═════ The data

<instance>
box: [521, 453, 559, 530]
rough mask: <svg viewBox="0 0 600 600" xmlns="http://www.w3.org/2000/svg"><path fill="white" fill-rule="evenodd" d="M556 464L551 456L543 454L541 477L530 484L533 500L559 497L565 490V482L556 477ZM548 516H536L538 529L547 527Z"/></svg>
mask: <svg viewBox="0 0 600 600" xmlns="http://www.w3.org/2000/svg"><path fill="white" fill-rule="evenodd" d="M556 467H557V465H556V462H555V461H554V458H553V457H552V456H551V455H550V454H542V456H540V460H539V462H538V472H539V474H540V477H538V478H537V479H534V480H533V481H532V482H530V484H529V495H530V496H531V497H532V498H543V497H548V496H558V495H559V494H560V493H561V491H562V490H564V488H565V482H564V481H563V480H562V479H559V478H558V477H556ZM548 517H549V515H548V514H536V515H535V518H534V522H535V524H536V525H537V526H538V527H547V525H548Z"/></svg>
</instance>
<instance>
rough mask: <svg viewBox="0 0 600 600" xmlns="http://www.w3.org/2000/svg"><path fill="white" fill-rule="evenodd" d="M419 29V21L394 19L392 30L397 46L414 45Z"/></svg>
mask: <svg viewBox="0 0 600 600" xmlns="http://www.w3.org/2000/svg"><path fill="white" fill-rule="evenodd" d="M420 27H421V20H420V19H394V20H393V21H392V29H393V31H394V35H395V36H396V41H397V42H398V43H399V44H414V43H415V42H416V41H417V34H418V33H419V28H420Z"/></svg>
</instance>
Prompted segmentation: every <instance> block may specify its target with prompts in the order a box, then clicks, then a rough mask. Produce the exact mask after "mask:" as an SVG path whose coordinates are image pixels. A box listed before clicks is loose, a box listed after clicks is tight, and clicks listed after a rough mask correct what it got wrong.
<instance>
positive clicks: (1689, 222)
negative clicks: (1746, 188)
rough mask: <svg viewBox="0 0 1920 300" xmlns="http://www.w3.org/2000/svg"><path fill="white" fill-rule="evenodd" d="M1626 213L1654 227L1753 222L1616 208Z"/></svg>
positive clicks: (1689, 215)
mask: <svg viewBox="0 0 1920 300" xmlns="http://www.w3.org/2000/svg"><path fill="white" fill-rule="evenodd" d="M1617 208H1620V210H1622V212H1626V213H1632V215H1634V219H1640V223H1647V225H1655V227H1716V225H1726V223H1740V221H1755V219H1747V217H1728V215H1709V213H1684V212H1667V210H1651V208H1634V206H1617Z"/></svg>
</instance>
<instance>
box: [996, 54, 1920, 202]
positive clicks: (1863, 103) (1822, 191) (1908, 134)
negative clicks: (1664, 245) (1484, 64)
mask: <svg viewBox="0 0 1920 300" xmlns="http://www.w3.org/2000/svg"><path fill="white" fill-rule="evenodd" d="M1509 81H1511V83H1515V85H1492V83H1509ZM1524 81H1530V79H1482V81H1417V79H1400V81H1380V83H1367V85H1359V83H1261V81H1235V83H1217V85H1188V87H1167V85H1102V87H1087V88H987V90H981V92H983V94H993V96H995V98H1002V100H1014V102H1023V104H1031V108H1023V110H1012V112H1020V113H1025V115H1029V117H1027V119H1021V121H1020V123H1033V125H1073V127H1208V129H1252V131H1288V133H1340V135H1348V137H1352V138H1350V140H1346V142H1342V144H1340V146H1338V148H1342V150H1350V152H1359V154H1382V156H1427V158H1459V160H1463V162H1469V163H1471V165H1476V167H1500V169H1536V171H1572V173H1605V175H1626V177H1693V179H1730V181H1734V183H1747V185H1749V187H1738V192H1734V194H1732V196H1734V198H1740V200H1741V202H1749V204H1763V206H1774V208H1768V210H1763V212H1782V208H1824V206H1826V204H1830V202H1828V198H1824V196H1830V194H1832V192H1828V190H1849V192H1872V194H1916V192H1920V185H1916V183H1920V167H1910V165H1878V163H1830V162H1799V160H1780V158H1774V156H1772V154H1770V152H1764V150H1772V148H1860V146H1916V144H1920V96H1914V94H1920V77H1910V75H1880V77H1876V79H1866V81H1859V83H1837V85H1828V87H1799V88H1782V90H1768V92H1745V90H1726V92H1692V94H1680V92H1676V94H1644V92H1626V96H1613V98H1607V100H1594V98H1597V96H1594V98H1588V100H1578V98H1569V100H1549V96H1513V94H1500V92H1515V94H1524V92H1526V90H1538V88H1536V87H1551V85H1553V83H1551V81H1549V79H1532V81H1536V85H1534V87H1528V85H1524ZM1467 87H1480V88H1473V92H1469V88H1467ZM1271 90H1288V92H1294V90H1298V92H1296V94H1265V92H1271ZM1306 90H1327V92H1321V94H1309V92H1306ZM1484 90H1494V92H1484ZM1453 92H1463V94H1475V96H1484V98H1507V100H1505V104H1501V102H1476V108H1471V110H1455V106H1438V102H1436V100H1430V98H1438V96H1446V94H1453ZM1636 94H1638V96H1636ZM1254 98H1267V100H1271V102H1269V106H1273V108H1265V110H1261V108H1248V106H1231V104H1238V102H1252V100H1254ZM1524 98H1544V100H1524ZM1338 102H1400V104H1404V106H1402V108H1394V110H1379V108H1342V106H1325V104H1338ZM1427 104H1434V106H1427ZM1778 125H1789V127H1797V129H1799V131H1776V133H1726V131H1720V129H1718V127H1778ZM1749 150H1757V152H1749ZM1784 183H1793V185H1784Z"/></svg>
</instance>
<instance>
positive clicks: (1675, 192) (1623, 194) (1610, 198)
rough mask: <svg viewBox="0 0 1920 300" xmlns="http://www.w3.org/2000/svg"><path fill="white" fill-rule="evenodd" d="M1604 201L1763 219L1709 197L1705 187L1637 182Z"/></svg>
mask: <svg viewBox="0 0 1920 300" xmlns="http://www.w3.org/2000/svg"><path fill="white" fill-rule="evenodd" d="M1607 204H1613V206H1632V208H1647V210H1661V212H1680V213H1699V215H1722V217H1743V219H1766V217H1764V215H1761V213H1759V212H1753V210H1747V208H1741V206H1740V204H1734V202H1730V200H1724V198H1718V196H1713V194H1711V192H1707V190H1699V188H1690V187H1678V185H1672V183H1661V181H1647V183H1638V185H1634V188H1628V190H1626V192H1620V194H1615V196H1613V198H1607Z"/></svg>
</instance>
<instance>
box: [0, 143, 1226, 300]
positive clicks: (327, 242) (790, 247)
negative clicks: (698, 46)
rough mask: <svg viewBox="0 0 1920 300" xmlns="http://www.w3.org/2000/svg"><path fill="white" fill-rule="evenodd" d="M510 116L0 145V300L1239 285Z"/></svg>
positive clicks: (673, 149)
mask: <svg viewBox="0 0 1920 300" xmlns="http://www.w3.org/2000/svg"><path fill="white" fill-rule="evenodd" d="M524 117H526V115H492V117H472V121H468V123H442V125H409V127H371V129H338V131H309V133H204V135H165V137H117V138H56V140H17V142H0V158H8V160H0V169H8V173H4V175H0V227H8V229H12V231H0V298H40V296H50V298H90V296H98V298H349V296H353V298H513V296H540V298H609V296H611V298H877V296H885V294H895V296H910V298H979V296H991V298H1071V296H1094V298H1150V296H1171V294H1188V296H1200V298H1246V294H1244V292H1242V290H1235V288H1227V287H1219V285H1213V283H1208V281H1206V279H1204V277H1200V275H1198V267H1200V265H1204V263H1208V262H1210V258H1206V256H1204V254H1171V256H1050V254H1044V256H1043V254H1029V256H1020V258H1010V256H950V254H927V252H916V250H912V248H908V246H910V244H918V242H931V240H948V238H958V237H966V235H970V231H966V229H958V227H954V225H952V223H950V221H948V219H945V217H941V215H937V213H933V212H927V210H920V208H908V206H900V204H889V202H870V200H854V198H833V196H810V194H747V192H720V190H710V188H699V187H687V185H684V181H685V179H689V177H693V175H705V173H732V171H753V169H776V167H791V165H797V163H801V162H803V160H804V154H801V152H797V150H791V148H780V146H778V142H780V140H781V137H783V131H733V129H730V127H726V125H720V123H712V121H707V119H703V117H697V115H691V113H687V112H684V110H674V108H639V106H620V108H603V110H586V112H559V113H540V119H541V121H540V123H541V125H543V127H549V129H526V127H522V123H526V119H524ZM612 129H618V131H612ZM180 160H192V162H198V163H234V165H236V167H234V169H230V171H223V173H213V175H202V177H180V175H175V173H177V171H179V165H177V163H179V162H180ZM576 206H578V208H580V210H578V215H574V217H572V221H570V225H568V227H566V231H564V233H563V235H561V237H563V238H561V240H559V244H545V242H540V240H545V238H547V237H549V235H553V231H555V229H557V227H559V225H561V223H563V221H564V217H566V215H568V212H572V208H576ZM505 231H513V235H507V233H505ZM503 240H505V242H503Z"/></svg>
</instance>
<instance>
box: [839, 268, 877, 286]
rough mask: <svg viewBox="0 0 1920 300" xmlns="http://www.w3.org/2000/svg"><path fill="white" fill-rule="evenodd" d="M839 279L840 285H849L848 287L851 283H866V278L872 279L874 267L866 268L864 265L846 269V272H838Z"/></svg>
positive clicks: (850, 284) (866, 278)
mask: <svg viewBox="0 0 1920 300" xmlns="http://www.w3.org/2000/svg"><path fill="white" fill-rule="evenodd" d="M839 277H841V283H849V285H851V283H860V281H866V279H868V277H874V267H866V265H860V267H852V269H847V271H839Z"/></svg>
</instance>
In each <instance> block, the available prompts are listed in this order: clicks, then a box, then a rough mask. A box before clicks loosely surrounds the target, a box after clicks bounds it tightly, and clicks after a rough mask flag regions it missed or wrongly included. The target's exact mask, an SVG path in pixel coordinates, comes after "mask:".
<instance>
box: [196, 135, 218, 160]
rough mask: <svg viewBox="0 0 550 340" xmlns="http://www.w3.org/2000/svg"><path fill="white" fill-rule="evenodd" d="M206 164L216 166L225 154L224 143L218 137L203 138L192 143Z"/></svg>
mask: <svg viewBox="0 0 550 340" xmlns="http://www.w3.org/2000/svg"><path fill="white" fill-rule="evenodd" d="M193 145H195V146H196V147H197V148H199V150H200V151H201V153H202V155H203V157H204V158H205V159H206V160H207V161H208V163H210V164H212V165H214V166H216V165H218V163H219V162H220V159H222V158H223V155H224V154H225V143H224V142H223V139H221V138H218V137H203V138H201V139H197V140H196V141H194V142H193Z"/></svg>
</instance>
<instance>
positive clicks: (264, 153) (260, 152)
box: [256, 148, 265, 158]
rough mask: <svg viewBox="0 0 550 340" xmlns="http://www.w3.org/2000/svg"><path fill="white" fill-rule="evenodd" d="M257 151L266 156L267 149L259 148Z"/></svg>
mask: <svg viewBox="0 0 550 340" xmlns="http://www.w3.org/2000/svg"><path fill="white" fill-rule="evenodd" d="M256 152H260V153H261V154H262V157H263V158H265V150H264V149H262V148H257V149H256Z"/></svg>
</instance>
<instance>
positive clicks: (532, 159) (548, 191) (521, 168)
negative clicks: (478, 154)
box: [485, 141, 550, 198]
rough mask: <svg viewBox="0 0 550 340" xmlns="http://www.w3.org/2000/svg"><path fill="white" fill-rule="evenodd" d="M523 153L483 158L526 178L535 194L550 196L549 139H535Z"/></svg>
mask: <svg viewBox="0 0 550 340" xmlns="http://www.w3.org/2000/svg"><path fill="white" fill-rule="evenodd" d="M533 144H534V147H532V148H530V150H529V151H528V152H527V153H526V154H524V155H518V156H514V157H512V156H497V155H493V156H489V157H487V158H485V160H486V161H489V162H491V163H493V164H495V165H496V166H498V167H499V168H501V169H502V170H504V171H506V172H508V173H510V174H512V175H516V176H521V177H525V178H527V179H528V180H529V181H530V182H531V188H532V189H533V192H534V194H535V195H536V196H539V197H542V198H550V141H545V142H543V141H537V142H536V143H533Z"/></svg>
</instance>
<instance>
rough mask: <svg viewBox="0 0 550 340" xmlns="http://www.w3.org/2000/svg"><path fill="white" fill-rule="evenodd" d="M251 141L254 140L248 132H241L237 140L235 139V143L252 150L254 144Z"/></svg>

══════════

Problem description:
Reproduce exactly the section above that begins at the line containing "box: [521, 453, 559, 530]" and ends at the line containing "213L1654 227L1753 222L1616", leaving out all other lines.

Result:
box: [521, 453, 559, 530]
rough mask: <svg viewBox="0 0 600 600" xmlns="http://www.w3.org/2000/svg"><path fill="white" fill-rule="evenodd" d="M556 464L551 456L543 454L541 477L530 484L533 500L559 497L565 490V482L556 477ZM548 516H536L538 529L547 527Z"/></svg>
mask: <svg viewBox="0 0 600 600" xmlns="http://www.w3.org/2000/svg"><path fill="white" fill-rule="evenodd" d="M556 467H557V465H556V462H555V461H554V458H553V457H552V456H551V455H550V454H542V456H540V460H539V462H538V472H539V474H540V477H538V478H537V479H534V480H533V481H532V482H530V484H529V495H530V496H531V497H532V498H543V497H548V496H558V495H559V494H560V493H561V491H562V490H564V488H565V482H564V481H563V480H562V479H559V478H558V477H556ZM548 517H549V515H548V514H536V515H535V518H534V522H535V524H536V525H537V526H538V527H547V525H548Z"/></svg>
</instance>
<instance>
rough mask: <svg viewBox="0 0 600 600" xmlns="http://www.w3.org/2000/svg"><path fill="white" fill-rule="evenodd" d="M419 29V21L394 19L392 30L397 46L414 45Z"/></svg>
mask: <svg viewBox="0 0 600 600" xmlns="http://www.w3.org/2000/svg"><path fill="white" fill-rule="evenodd" d="M420 27H421V20H420V19H394V20H393V21H392V29H393V31H394V35H395V36H396V41H397V42H398V43H399V44H414V43H415V42H416V41H417V34H418V33H419V28H420Z"/></svg>
</instance>
Prompted segmentation: every <instance> block may specify its target with prompts in the order a box, then clicks, then a rough mask. Produce the exact mask after "mask:" as an SVG path whose coordinates are image pixels. A box listed before clicks is loose, a box listed after clicks is tight, and clicks listed after a rough mask correct what it got wrong.
<instance>
positive clicks: (1689, 222)
negative clicks: (1746, 188)
rough mask: <svg viewBox="0 0 1920 300" xmlns="http://www.w3.org/2000/svg"><path fill="white" fill-rule="evenodd" d="M1626 213L1654 227L1753 222L1616 208Z"/></svg>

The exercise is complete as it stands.